> _The request_: Output every line below without omitting or altering anything.

+++

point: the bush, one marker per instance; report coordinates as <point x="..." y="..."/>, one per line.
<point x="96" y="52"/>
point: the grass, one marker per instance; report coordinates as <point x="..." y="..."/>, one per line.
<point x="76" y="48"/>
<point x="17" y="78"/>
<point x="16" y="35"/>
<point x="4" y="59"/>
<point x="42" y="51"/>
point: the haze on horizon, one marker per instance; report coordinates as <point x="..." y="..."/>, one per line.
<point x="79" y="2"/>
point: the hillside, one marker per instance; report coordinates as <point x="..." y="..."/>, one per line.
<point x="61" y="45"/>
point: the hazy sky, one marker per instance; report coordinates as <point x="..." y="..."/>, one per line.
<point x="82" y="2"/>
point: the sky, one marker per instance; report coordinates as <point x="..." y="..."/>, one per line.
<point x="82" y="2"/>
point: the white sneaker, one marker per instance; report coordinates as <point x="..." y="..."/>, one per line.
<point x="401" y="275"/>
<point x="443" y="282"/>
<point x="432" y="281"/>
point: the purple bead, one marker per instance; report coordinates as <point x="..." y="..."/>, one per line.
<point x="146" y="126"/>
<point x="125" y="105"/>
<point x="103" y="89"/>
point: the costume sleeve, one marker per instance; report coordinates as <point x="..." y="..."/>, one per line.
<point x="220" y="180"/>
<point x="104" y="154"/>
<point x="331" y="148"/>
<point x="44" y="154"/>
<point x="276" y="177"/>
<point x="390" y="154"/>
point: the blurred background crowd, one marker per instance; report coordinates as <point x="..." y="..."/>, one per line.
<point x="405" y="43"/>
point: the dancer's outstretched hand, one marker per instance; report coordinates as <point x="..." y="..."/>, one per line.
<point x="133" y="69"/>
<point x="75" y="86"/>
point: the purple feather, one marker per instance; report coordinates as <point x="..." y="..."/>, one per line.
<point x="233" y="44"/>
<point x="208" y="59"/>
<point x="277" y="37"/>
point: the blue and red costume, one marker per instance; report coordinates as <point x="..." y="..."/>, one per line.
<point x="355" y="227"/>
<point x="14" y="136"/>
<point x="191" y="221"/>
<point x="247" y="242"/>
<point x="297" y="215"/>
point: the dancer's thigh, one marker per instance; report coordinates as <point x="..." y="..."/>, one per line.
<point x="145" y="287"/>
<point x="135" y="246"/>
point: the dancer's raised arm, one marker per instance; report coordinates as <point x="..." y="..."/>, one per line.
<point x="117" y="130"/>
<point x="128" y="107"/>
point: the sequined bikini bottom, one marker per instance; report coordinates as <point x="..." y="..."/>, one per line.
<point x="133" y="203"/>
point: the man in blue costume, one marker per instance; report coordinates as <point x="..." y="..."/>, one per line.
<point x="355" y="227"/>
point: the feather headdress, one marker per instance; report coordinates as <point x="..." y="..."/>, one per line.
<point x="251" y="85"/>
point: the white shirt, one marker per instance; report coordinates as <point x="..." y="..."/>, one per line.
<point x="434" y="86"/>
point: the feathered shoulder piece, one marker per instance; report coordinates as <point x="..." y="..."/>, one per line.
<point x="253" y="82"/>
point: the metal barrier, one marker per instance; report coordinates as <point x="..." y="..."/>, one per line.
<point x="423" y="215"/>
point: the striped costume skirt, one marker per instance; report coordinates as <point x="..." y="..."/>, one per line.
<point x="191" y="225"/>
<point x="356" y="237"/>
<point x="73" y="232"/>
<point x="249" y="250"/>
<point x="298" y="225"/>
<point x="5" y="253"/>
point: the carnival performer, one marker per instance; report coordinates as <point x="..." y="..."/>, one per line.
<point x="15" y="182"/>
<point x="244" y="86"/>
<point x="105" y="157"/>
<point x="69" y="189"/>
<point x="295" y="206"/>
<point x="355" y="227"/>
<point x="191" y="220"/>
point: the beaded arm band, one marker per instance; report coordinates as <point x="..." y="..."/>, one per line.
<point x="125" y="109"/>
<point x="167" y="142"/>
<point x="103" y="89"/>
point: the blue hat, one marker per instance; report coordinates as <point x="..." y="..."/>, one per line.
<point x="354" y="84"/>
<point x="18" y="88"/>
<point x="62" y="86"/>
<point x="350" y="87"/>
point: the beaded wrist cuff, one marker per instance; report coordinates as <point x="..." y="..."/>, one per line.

+++

> _Task result_:
point: the bush, one marker per instance; report coordinates as <point x="..." y="..."/>, one per line.
<point x="96" y="52"/>
point: the grass, one marker per instance; report coordinates as <point x="..." y="..."/>, one per line.
<point x="76" y="48"/>
<point x="17" y="78"/>
<point x="16" y="35"/>
<point x="4" y="59"/>
<point x="42" y="51"/>
point: the haze on horizon, one marker per instance; report coordinates as <point x="..." y="..."/>, one per line.
<point x="79" y="2"/>
point: the hillside, one marker per instance; report coordinates as <point x="..." y="..."/>, one per line.
<point x="61" y="45"/>
point: the hazy sky, one marker per instance; report coordinates as <point x="..." y="..."/>, one per line.
<point x="82" y="2"/>
point: the sky, one marker per instance; report coordinates as <point x="..." y="..."/>, one per line.
<point x="82" y="2"/>
point: the white sneaker, one marker per instance; report coordinates as <point x="..." y="..."/>, one per line.
<point x="401" y="275"/>
<point x="443" y="282"/>
<point x="432" y="281"/>
point: the purple bead, one marker per instance; report coordinates as <point x="..." y="..."/>, one per line.
<point x="146" y="126"/>
<point x="125" y="105"/>
<point x="103" y="89"/>
point: the costume sleeve, one marker per instance; report coordinates as <point x="..." y="..."/>, one per line.
<point x="220" y="180"/>
<point x="104" y="154"/>
<point x="331" y="148"/>
<point x="44" y="154"/>
<point x="276" y="177"/>
<point x="390" y="154"/>
point: the blurred background crowd, one marker per instance; report coordinates as <point x="..." y="..."/>, one per line.
<point x="405" y="43"/>
point: the dancer's outstretched hand, one marker per instance; report coordinates as <point x="..." y="..."/>, one per line.
<point x="133" y="69"/>
<point x="75" y="86"/>
point: the purple feather, one marker per instance; report coordinates as <point x="..." y="..."/>, one per line.
<point x="233" y="44"/>
<point x="208" y="59"/>
<point x="277" y="37"/>
point: the blue and red costume, one marker per instance; report coordinates as <point x="..." y="..."/>, one per line.
<point x="355" y="227"/>
<point x="14" y="136"/>
<point x="191" y="221"/>
<point x="247" y="242"/>
<point x="297" y="215"/>
point: the dancer's thigh, one marker per instance; report coordinates as <point x="..." y="..."/>, one per line.
<point x="145" y="287"/>
<point x="135" y="246"/>
point: the dancer's raised arm, one marker per instance; report coordinates as <point x="..." y="..."/>, one per line.
<point x="117" y="130"/>
<point x="128" y="107"/>
point: the sequined bikini bottom, one marker per instance; report coordinates as <point x="..." y="..."/>, one per line.
<point x="133" y="203"/>
point: the man in blue costume, one marker per instance; report coordinates as <point x="..." y="..."/>, one per line.
<point x="355" y="227"/>
point: the feather headdress, one marker per instance; report coordinates as <point x="..." y="..."/>, one per line.
<point x="251" y="85"/>
point: the white shirt, one marker per instance; report coordinates as <point x="..." y="..."/>, one per line.
<point x="434" y="86"/>
point: the feathered shoulder piece, one marker per instance; report coordinates as <point x="..." y="..."/>, one per line.
<point x="253" y="82"/>
point: the metal barrier, one marker per instance; report coordinates as <point x="..." y="..."/>, one per line.
<point x="423" y="215"/>
point: the striped costume skirt, one marker per instance; report coordinates as <point x="..." y="..."/>, one per line.
<point x="191" y="225"/>
<point x="356" y="237"/>
<point x="73" y="232"/>
<point x="249" y="250"/>
<point x="298" y="225"/>
<point x="5" y="253"/>
point: the carnival performer, one marker per instance; report coordinates as <point x="..." y="..."/>, one per line.
<point x="15" y="182"/>
<point x="244" y="86"/>
<point x="105" y="157"/>
<point x="69" y="189"/>
<point x="295" y="206"/>
<point x="355" y="227"/>
<point x="191" y="220"/>
point: the beaded arm band, one marker per instance; report coordinates as <point x="..." y="..."/>, one per line.
<point x="125" y="109"/>
<point x="167" y="142"/>
<point x="103" y="89"/>
point: the blue hat, one marker per instance; report coordinates as <point x="..." y="..."/>, one per line.
<point x="354" y="84"/>
<point x="18" y="88"/>
<point x="62" y="86"/>
<point x="350" y="87"/>
point: the beaded wrist cuff, one marker per instance; report coordinates as <point x="..." y="..."/>, one per line.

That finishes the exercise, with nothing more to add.